Pick out every row below that contains the word "parachute", and copy each one in full.
-- begin STORED RECORDS --
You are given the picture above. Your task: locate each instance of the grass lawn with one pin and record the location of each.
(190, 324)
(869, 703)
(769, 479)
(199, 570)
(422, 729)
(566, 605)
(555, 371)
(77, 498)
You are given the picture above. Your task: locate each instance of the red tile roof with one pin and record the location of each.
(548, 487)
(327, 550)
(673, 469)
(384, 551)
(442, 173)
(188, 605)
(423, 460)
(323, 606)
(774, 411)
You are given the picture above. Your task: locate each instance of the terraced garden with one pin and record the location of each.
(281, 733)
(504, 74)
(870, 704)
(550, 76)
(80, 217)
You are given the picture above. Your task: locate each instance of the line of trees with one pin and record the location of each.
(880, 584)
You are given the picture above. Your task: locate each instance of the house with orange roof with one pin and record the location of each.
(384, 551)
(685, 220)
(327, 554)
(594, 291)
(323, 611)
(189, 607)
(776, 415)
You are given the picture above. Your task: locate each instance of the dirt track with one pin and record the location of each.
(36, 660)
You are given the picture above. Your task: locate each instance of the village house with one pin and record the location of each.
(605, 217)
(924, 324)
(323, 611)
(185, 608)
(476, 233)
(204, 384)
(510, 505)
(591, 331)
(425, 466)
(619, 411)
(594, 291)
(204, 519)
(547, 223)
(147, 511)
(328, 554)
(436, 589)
-- end STORED RECORDS --
-- begin STORED RECORDS --
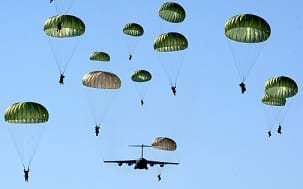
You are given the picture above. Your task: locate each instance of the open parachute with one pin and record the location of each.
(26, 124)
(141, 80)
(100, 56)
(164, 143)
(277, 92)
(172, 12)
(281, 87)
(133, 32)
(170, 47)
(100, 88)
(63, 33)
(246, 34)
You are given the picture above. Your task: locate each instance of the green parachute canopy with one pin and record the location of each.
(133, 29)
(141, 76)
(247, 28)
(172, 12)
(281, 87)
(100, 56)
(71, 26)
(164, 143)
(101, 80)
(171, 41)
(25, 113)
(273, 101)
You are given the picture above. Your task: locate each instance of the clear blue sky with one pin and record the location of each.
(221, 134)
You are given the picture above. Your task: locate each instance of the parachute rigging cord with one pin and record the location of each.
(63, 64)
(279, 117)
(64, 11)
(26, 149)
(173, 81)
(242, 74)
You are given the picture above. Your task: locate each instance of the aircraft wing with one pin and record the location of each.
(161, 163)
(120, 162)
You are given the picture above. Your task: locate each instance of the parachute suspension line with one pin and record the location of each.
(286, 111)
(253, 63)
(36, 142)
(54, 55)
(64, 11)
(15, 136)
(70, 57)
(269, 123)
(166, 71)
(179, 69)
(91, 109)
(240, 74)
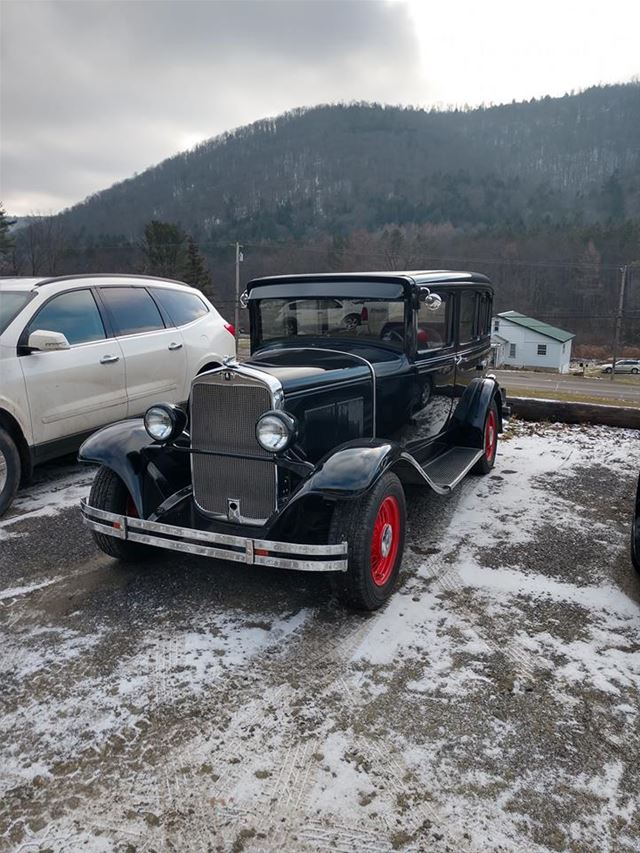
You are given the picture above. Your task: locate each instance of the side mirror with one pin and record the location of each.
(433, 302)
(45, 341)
-- end STORED RECORDS --
## ANSWER IN FULL
You are given the picture above. Your task: locate each instance of the open parachute with one pin and record the location of each.
You are given the picture above. Your task: locate each instance of the green parachute canopy with one pin and record the location of each.
You are given the picture above. Your task: locate each instance of the parachute rigging cord with one pin and record the location of each.
You are given the picture above. Your task: locate each instance of the parachute suspension line with one pin and record the location of each.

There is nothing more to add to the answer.